**Task item**
Emit the line that holds "Exercise. Spot the orange" and all lines following it through the end of the data, verbatim, and nothing else.

**Information given**
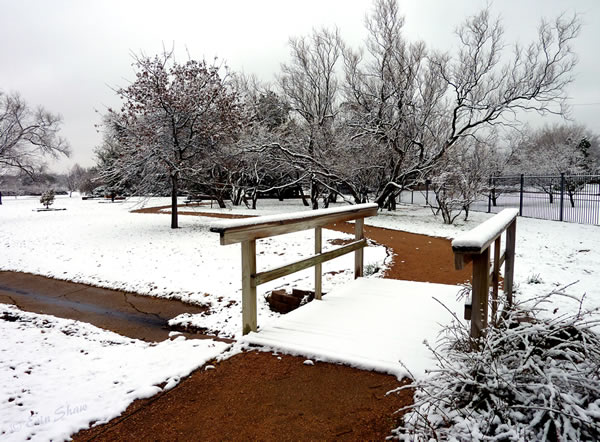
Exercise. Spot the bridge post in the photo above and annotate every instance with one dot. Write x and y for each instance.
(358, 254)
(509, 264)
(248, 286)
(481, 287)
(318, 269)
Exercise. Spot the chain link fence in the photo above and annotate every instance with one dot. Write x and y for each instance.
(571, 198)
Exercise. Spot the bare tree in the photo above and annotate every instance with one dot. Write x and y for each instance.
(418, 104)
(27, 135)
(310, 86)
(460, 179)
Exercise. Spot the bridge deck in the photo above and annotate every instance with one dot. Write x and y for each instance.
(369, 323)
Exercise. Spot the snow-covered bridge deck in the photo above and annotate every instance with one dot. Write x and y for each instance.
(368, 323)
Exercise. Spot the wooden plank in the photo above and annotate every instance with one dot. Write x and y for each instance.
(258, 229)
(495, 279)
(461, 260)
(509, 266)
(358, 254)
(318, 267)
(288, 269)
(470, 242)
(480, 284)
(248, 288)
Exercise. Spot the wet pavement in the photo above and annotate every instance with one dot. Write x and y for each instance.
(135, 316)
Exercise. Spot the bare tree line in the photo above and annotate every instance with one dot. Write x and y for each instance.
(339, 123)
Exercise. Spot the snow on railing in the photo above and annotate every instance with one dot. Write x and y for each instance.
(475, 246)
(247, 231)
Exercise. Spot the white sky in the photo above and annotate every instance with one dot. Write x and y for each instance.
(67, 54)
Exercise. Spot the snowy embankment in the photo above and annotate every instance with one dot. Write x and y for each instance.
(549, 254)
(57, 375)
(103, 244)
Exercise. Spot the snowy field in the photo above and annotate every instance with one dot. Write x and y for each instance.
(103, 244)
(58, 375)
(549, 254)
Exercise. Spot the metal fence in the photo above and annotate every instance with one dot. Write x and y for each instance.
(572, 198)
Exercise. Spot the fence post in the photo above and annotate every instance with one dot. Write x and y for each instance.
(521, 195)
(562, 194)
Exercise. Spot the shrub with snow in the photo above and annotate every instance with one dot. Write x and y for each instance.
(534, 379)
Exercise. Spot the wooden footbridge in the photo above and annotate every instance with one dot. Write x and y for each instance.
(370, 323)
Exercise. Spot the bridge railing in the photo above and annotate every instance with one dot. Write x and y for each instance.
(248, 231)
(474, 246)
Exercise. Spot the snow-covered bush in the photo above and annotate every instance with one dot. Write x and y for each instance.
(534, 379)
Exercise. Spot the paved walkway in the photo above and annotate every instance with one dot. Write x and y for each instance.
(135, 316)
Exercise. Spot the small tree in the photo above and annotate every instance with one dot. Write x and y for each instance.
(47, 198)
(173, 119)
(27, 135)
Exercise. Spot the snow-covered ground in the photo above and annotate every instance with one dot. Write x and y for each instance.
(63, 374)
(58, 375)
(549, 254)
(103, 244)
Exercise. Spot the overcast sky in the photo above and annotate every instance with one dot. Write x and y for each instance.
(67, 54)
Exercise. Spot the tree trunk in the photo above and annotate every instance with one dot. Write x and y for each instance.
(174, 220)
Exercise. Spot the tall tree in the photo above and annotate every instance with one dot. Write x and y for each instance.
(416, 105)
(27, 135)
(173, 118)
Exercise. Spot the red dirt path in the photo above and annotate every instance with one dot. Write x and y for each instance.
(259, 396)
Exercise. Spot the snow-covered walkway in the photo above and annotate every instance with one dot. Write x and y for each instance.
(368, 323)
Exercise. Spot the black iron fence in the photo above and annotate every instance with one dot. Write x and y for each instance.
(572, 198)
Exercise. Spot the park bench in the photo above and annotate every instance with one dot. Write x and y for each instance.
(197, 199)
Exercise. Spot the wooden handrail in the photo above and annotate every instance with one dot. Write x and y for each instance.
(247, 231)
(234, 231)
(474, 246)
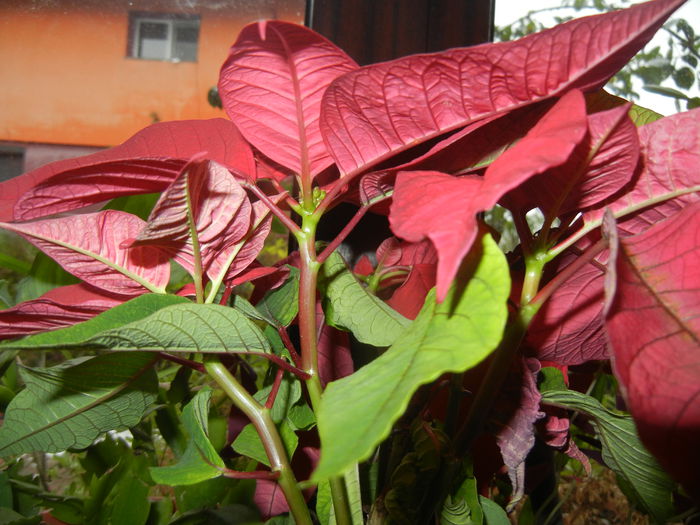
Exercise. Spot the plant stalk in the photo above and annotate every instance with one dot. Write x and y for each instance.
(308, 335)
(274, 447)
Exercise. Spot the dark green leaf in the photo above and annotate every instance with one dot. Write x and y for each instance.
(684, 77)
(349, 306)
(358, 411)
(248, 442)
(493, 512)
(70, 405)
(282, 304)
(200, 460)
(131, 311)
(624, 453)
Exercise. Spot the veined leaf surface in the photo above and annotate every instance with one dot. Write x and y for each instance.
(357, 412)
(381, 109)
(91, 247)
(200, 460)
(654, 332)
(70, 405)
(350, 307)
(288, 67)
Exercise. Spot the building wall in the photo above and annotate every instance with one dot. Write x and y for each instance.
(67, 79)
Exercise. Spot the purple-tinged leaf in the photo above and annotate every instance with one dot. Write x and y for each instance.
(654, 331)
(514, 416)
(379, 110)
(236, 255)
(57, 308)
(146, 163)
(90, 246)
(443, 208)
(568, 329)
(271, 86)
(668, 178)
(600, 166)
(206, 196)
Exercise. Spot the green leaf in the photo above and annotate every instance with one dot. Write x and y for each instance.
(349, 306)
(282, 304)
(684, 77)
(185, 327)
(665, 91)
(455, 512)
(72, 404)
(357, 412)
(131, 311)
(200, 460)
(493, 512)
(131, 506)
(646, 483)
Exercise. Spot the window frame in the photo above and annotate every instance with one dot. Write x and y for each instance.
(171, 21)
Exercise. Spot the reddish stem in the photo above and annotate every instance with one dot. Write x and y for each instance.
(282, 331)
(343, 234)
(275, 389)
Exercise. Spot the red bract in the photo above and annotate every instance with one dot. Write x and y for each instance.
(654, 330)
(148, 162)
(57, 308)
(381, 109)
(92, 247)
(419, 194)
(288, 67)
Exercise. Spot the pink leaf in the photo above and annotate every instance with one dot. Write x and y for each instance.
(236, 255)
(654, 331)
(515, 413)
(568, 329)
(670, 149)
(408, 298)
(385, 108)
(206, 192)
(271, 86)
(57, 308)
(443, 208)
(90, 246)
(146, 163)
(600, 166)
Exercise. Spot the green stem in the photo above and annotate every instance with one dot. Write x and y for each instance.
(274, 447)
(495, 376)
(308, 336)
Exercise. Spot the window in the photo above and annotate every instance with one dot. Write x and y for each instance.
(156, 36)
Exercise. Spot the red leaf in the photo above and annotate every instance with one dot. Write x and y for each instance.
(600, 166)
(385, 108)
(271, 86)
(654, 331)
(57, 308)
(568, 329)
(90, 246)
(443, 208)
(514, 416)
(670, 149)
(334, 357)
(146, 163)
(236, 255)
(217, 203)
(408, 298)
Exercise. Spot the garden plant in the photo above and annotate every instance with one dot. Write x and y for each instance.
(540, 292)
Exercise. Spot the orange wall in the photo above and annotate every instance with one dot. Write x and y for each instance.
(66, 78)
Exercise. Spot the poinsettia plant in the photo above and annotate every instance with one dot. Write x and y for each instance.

**Answer section**
Exercise. Spot the orange wall in the photo above and annotate every instance with one dot. Write x and y for each instance.
(66, 78)
Exercise. Spot the poinsettia plant in the photo above and annotate every instance with one dot. Write x and y for each instance.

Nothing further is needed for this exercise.